◆ EXERCISE REQUIREMENTS ◆
In the piece on resilient leadership, copy the stretch from "Resilient Leadership: Life's" through "to make changes.", replacing "sacrifice" with "hardship".

◆ DOCUMENT SEGMENT ◆
- - -
The world needs more resilient leaders, at every level, whether we are leading ourselves into a new pursuit, leading a family, leading a company, or doing all three at once. Leadership, though manifest in external relationships, is ultimately an inside job. Resilient leadership is the ability to lead oneself and inspire others to act with clarity of mind, body, and spirit to create good in the world—especially in the face of challenge and change. Resilient leaders cultivate a new kind of ROl where they reap not only the rewards, influence, and impact of effective leadership but also create a sustainable and fulfilling personal life. The former, as I outline in my latest report, The Future of Resilient Leadership, is built on intentional management of three pillars: mindset, energy, and work-life integration.

Lean Into and Learn from the Contours of Your Life

Everything that happens to you, is your teacher. The secret is to sit at the feet of your own life and be taught by it.

– Polly Berends

Understanding the contours of your life and the story of who you are is a powerful, vulnerable, first step to becoming a more authentic human and more resilient leader. To get to the heart of who we are, we must examine our patterns, particularly our unhelpful ones. How do we conduct ourselves in relationships with others? What are our reactions to challenge, to failure, even to success? It takes a bird’s eye view to see those patterns, and it often requires the help of a professional trained to see through your self-mythology to get to the core of who you are. By becoming more conscious of your “story,” you can become, clearly and intentionally, the author of future chapters.

Strive for Work Life Integration, Not Balance

We’ve been programmed to believe that hard work, longer hours will result in a straight line of success. The truth couldn’t be more different.

Resilient Leadership: Life's Greatest Illusion with Leadership Coach Barbara Waxman
Resilient Leadership: The Reality of Life with Leadership Coach Barbara Waxman

Sure, work, effort and even sometimes sacrifice can be cornerstones to success but we’ve gotten the equation out of balance. I see many clients who treat themselves more like the computers they work on. An on/off switch—waiting to reboot when about to crash—uploading a new, personal OS when the old one gets irreparably damaged. I see this when stress causes illness, and a client comes to me in crisis, realizing that only then, they need to make changes.

Life is cyclical, it’s rarely a straight line driven solely by grind. Just like everything in nature, we have periods of productivity and dormancy. We need rest, a season of shedding the old, of retreat, before spring’s new growth.

Learn From Your Life Story

Define Your Drivers and Clarify Your Values

The more you understand your story, your strengths and weakness, your patterns—the easier it is for your foresight to be 20/20. Once you’ve activated this level of intentional reflection, it will be important for you to integrate your insights by clarifying your values. This will equip you to make choices that feel authentic.

Values are the beliefs, attitudes, and judgments that make up the basis of your decision-making and allow you to feel intentional about your choices. Those who understand what drives their decision-making are the ones who enjoy a life of authenticity, impact and fulfillment.

Define Your Drives and Clarify Your Values with Resilient Leadership Coach Barbara Waxman

Intrinsic Values:Less tangible, providing inner satisfaction and motivation. These values reflect what you stand for and how you show up.

Extrinsic Values: Assigned by external factors and are typically associated with tangible conditions and rewards.

Lifestyle Values: Expressed in work and leisure behavior patterns and are often experienced as the small choices that make a big difference.

Carl Jung wrote that all adults have both an inner child and an old sage within them (he didn’t mention an ear-worm but I’m sure he would agree). Honoring the energy, curiosity and spontaneity of your inner child, while also being still enough to hear the quiet voice of your inner sage, is what will enable you to be clear about who you are, how you show up and what you do. Defining your drivers and clarifying your values is taking stock of what makes you uniquely you.
- - -
◆ MATERIAL SHOWN ◆

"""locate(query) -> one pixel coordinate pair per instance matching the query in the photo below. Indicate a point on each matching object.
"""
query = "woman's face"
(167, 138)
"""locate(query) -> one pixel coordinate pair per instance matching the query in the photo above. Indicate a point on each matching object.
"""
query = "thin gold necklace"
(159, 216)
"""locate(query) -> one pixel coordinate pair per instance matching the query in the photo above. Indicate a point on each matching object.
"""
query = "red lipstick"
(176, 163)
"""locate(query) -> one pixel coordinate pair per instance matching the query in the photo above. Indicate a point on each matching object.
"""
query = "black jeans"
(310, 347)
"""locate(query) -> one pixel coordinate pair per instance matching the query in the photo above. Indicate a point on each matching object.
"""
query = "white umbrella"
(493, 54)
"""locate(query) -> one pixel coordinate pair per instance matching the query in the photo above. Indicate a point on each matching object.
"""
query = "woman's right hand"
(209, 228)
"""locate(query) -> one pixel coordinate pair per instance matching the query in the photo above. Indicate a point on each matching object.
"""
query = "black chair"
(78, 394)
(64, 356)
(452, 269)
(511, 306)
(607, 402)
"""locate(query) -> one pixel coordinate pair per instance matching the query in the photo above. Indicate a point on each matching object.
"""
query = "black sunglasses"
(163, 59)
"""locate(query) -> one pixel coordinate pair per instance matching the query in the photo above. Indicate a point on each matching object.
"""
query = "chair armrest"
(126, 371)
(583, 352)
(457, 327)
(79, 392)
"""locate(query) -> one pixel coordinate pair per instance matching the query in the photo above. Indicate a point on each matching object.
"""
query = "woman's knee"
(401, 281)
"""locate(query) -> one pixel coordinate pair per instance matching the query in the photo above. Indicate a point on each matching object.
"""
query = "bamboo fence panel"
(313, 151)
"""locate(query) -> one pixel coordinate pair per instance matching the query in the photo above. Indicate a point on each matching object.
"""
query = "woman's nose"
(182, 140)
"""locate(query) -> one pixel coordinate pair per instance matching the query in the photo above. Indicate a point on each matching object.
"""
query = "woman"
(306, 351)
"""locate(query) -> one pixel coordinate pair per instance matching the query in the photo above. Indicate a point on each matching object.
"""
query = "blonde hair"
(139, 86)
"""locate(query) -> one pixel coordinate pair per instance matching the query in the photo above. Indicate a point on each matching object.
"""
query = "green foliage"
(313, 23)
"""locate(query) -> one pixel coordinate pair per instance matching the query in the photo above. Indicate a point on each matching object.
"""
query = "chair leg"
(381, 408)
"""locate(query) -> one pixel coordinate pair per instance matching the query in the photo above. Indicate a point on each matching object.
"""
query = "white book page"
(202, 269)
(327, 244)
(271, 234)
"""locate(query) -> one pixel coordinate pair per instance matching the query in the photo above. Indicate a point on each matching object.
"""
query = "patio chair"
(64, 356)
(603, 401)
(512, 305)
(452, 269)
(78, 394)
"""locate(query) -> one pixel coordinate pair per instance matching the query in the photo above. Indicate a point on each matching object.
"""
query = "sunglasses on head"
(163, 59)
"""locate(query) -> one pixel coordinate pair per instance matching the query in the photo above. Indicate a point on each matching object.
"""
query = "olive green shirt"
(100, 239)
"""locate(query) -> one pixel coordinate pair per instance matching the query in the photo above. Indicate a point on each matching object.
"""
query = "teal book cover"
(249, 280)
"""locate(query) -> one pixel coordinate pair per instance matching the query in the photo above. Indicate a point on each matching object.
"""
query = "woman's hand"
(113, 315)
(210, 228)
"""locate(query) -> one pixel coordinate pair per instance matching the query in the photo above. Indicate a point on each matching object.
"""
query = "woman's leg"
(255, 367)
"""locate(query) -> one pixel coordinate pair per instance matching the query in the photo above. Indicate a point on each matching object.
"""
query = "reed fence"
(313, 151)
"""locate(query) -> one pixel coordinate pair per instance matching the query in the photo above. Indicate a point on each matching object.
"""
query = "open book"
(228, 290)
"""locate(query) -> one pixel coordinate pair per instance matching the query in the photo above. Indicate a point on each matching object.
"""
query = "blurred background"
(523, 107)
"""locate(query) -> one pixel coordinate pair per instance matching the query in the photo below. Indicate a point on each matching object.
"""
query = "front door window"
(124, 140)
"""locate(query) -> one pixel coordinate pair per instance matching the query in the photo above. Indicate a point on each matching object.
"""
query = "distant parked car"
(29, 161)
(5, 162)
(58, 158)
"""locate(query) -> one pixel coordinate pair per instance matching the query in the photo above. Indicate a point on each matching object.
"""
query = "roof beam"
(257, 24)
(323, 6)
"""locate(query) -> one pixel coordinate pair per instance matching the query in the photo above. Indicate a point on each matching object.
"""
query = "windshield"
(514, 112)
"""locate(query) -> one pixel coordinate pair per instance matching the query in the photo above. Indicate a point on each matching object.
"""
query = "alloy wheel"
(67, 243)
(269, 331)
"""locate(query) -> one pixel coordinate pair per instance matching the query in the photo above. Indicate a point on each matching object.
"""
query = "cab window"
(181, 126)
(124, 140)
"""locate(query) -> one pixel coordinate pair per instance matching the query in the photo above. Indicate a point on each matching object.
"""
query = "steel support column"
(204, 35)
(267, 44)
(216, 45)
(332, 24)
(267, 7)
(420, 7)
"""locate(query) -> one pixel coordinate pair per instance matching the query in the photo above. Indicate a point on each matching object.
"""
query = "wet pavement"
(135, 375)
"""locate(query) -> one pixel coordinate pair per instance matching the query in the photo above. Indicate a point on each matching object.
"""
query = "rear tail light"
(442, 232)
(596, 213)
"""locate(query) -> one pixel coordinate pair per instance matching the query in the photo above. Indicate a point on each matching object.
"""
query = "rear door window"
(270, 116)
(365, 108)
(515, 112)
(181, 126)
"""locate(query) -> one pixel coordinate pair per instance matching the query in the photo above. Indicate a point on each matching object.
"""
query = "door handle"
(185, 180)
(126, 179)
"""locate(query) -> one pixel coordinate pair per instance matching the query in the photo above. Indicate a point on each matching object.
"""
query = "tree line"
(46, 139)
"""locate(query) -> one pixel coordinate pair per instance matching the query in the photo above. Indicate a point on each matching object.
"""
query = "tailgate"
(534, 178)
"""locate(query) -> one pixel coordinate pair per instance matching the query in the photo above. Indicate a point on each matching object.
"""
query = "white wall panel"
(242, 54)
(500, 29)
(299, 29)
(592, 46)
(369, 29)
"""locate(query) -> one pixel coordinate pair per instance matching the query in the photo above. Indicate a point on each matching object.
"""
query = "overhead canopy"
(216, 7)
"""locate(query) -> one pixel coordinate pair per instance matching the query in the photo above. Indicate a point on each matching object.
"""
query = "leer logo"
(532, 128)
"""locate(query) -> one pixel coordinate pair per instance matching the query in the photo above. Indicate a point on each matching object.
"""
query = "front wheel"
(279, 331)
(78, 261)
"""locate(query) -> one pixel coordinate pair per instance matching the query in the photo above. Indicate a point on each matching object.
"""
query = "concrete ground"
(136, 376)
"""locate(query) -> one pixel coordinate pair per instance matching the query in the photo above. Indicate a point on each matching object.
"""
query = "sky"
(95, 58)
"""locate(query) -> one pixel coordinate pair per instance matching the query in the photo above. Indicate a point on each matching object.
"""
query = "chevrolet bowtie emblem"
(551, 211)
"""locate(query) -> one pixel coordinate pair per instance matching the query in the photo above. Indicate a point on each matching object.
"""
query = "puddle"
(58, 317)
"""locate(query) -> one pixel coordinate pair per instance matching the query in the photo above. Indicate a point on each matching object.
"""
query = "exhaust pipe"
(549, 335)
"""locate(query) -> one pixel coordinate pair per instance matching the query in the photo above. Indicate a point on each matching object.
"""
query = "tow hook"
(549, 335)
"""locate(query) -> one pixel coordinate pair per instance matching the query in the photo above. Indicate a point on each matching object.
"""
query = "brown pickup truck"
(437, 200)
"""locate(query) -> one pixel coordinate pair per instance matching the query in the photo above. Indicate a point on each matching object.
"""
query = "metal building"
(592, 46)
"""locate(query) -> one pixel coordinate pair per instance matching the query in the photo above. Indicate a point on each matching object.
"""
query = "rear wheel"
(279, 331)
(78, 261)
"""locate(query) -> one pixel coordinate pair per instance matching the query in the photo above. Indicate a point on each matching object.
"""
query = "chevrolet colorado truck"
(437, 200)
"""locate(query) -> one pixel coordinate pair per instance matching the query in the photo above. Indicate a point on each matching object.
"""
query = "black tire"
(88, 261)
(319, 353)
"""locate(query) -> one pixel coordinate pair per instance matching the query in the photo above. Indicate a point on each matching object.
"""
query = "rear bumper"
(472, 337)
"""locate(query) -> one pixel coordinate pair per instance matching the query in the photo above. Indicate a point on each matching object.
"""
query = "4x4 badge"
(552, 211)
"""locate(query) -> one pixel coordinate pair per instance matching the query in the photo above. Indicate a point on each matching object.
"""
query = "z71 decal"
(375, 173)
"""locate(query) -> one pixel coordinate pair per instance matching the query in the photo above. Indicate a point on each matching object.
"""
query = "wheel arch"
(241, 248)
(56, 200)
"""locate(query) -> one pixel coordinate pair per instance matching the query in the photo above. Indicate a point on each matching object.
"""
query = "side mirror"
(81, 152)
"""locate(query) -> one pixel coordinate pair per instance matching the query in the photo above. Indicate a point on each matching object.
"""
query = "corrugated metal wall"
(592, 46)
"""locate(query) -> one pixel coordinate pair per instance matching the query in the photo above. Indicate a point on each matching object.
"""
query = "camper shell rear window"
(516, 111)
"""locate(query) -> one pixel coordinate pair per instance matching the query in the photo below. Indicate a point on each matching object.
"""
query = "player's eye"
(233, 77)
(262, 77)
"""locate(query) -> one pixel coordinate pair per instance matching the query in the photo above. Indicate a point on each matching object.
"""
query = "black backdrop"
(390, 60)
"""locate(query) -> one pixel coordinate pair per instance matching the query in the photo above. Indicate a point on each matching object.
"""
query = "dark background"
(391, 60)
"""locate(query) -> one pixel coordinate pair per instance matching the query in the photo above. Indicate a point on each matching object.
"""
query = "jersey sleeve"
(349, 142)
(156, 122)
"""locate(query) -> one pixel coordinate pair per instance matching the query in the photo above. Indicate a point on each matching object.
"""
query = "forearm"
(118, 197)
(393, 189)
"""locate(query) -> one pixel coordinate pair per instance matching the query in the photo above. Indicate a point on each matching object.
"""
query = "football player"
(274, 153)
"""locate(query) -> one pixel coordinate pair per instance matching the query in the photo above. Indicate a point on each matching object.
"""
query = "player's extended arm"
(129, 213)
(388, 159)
- - -
◆ WRITTEN RESPONSE ◆
Resilient Leadership: Life's Greatest Illusion with Leadership Coach Barbara Waxman
Resilient Leadership: The Reality of Life with Leadership Coach Barbara Waxman

Sure, work, effort and even sometimes hardship can be cornerstones to success but we’ve gotten the equation out of balance. I see many clients who treat themselves more like the computers they work on. An on/off switch—waiting to reboot when about to crash—uploading a new, personal OS when the old one gets irreparably damaged. I see this when stress causes illness, and a client comes to me in crisis, realizing that only then, they need to make changes.